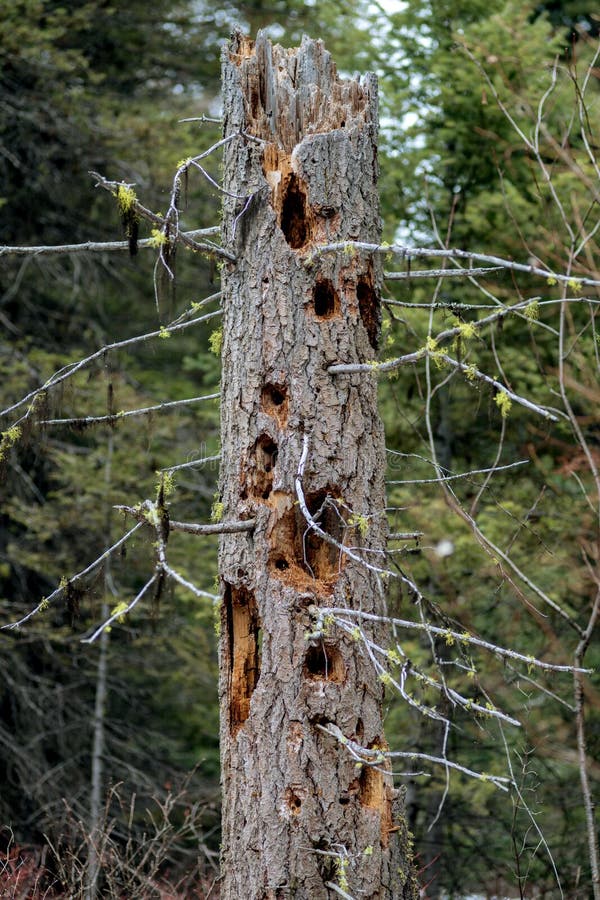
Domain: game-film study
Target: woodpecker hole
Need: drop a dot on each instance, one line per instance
(293, 800)
(294, 214)
(323, 662)
(259, 472)
(241, 624)
(326, 302)
(274, 402)
(299, 555)
(368, 305)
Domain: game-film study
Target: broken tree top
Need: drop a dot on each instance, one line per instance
(293, 93)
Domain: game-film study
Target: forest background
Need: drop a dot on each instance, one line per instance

━━━━━━━━━━━━━━━━━━━━

▶ _Exercise brief_
In your copy of the entries above, leave out the pictures and keep every word exact.

▶ _Answer_
Domain: game-film study
Target: woodpecker hole
Need: drop a dot on each instance, one line per instance
(293, 800)
(294, 214)
(323, 662)
(259, 472)
(241, 624)
(326, 302)
(274, 402)
(299, 555)
(368, 305)
Domain: game-film study
Target: broken tree top
Need: drop a dot on each instance, one line per instance
(293, 93)
Domain: game-film study
Target: forest background
Need: drop a dot on each instance, one line per instance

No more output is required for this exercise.